Extract every line of the records below that contains the string "hair", and note that case counts.

********************

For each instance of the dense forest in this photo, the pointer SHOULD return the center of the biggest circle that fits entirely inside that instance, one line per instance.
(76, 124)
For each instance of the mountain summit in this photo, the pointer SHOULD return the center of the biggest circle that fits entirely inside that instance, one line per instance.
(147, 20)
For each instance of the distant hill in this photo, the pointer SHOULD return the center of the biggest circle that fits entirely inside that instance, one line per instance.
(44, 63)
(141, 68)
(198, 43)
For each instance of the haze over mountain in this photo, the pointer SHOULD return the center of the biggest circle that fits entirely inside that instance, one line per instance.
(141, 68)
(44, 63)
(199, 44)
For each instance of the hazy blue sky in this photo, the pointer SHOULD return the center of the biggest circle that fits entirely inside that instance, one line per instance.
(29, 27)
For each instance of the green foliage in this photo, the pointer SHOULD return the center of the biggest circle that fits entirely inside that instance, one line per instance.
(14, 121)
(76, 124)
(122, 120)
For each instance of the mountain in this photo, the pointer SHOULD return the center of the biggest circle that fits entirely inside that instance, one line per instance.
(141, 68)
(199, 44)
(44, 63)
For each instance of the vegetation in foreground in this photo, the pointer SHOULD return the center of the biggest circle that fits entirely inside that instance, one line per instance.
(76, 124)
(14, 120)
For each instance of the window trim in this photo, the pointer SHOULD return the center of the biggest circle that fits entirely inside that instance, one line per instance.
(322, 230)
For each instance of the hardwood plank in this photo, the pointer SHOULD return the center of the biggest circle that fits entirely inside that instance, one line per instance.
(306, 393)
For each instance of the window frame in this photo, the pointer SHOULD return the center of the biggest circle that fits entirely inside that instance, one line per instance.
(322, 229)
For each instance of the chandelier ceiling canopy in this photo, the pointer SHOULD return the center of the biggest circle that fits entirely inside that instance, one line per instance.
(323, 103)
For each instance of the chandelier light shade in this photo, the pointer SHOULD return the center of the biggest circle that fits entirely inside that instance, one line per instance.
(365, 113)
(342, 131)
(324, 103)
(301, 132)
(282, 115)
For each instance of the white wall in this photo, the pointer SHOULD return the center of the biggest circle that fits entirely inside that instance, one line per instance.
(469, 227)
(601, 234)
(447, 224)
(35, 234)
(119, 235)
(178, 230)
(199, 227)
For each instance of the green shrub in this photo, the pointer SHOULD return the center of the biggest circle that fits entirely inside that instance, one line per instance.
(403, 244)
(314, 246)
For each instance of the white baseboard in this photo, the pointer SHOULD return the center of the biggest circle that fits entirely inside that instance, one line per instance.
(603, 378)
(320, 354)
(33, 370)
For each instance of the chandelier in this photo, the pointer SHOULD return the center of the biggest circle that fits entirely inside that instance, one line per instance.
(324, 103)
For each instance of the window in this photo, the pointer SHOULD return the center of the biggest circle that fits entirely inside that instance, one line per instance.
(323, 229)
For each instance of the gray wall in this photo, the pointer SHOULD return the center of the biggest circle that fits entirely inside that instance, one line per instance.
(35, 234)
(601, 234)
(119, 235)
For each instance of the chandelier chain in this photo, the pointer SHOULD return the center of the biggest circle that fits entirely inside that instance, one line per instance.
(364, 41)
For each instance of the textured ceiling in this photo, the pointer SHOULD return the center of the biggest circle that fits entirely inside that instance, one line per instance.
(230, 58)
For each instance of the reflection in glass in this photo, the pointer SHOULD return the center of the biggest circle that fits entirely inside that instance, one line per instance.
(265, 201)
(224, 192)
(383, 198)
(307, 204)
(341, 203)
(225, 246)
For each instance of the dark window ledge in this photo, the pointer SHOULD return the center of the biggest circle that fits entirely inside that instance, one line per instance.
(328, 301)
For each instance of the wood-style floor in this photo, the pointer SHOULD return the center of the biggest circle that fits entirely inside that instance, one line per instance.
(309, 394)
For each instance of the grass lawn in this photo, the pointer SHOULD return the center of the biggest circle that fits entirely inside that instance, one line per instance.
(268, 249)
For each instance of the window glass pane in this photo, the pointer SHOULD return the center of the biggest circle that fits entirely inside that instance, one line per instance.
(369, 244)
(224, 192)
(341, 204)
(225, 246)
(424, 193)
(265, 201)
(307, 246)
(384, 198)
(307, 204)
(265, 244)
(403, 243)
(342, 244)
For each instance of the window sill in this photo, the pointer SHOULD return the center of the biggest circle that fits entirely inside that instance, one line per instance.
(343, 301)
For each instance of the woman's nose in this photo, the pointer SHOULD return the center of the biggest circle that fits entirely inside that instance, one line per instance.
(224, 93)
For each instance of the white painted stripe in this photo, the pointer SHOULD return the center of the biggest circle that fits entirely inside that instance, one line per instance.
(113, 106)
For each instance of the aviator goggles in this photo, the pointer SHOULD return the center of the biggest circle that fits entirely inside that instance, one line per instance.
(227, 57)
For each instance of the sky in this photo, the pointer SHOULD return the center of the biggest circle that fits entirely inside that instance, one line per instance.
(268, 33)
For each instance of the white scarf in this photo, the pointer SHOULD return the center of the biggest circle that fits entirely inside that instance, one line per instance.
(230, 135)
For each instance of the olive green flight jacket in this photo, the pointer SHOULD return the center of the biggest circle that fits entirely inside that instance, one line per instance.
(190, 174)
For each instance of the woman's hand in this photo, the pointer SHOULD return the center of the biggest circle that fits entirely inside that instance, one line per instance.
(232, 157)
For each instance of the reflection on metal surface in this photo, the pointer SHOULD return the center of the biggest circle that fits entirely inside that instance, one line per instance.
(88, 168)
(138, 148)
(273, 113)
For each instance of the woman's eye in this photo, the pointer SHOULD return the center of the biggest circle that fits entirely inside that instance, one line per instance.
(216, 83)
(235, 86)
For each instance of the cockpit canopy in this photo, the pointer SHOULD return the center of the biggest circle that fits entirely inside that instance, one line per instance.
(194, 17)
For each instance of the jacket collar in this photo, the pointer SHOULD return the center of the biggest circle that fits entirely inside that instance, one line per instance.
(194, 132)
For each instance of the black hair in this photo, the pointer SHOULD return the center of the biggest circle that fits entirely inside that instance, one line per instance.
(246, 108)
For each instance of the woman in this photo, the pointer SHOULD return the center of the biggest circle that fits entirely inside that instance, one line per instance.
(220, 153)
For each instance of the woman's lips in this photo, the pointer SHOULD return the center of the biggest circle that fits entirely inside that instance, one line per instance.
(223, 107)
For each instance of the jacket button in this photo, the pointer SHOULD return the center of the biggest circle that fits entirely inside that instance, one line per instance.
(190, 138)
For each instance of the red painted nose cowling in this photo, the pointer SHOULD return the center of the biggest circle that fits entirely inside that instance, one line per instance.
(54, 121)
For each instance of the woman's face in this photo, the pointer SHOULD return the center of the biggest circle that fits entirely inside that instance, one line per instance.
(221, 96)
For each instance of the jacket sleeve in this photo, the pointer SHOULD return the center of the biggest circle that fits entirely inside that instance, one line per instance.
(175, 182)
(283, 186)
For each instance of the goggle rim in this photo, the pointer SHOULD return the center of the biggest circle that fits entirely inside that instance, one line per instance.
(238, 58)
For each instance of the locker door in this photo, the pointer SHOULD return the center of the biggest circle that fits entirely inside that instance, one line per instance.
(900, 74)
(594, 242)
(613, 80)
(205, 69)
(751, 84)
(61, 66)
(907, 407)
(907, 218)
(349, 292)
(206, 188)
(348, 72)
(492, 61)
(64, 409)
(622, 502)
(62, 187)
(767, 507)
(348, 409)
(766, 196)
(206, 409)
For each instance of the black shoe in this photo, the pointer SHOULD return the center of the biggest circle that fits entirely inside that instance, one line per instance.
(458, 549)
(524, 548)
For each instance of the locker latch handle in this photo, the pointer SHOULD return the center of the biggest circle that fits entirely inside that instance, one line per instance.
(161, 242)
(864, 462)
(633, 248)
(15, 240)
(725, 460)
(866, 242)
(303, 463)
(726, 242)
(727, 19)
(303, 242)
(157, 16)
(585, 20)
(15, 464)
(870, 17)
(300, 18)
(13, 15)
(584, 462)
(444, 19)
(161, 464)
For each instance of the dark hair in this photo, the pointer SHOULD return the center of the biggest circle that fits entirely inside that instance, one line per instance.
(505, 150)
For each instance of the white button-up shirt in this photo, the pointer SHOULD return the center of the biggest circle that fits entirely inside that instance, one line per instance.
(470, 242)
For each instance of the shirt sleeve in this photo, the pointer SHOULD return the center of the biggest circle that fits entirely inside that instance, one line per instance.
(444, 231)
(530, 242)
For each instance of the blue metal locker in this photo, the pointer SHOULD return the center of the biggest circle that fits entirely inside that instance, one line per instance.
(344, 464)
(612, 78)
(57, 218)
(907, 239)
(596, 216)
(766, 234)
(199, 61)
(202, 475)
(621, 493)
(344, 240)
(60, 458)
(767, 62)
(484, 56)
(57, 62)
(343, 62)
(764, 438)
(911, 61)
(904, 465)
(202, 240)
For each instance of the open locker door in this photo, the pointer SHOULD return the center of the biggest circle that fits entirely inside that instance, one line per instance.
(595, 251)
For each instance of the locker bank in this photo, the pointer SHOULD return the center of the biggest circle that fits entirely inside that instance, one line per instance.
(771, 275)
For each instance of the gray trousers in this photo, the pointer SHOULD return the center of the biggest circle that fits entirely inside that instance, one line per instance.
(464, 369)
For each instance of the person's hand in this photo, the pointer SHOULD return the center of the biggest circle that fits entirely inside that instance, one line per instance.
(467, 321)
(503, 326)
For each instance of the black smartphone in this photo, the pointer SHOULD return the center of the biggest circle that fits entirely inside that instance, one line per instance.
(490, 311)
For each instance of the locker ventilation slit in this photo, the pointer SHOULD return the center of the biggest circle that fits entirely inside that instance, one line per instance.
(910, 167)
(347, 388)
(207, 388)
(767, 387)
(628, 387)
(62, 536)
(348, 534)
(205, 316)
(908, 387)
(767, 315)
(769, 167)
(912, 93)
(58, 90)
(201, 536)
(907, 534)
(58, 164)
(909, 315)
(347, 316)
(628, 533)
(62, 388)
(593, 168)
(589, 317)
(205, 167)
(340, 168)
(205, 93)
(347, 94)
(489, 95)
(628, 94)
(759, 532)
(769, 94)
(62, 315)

********************

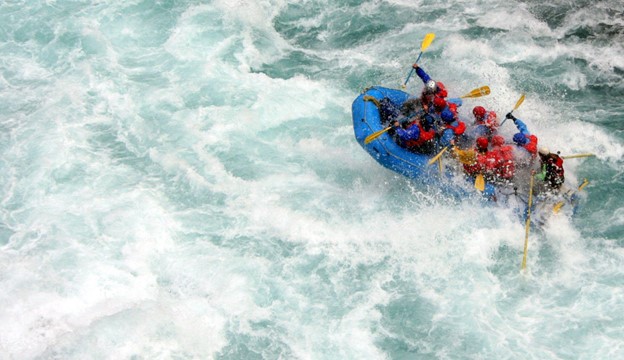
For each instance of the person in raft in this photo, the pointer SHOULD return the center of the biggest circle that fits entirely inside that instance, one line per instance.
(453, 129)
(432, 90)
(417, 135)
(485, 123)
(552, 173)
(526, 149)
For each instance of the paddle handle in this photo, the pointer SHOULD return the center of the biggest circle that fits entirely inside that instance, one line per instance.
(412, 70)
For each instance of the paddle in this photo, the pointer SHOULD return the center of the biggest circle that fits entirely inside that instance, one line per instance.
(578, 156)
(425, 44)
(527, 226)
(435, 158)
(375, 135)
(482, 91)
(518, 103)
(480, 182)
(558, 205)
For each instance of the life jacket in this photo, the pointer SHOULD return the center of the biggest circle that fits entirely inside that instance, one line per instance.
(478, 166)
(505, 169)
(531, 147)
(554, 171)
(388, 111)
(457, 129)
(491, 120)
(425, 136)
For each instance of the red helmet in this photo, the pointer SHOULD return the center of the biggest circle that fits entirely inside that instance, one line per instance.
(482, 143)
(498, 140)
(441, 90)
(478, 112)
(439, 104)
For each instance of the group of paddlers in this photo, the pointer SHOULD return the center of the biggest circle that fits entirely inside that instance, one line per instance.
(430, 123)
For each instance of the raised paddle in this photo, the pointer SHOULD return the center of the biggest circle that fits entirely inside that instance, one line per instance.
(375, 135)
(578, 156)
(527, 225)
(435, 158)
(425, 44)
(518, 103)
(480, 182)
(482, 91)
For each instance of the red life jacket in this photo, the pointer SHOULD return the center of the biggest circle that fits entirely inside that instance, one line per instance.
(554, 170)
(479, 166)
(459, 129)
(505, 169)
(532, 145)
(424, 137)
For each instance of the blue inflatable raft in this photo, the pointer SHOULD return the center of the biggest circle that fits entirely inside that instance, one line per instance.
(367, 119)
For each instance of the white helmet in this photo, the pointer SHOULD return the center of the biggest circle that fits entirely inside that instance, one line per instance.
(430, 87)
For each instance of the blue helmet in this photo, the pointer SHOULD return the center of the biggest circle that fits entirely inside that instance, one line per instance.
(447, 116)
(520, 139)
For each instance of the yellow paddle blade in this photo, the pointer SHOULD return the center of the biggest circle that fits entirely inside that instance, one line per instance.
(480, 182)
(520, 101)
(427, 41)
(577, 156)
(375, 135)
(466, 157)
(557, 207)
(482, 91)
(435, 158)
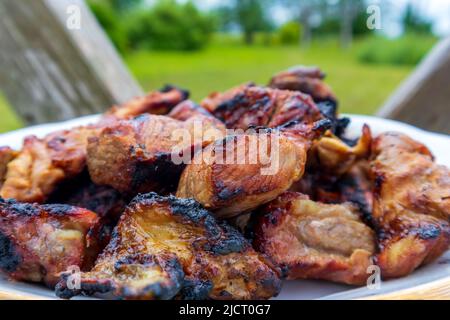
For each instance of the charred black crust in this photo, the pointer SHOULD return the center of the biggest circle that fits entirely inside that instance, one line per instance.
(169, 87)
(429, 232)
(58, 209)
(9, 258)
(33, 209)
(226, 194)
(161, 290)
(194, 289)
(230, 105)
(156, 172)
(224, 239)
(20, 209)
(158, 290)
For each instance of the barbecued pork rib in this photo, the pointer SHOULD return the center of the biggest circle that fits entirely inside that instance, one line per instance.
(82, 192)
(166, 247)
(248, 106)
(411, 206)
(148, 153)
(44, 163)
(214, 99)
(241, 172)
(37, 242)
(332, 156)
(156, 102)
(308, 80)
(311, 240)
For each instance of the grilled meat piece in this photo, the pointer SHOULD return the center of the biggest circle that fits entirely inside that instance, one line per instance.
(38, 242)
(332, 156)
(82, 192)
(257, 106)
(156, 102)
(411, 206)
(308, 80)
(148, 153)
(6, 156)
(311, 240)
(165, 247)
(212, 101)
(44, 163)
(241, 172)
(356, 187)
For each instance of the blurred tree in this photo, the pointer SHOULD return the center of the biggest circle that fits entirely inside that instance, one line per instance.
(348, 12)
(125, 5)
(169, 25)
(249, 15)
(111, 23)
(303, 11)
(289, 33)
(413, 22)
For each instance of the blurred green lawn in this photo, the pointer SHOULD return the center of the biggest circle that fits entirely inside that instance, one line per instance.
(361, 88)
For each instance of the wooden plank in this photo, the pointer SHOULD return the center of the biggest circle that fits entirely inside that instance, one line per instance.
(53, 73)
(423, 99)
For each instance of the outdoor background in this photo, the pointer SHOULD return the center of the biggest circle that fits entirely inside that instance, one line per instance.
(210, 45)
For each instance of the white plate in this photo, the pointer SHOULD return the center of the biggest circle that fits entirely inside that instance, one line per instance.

********************

=== Answer to this exercise ===
For each instance of the black hair in this photo, the pointer SHOULD return the center of the biggest circle that fits entirely inside that instance, one line per instance.
For each instance of the dark hair in this photo, the pointer SHOULD return the center of the biggest circle that fits entirely inside that instance, one line per instance.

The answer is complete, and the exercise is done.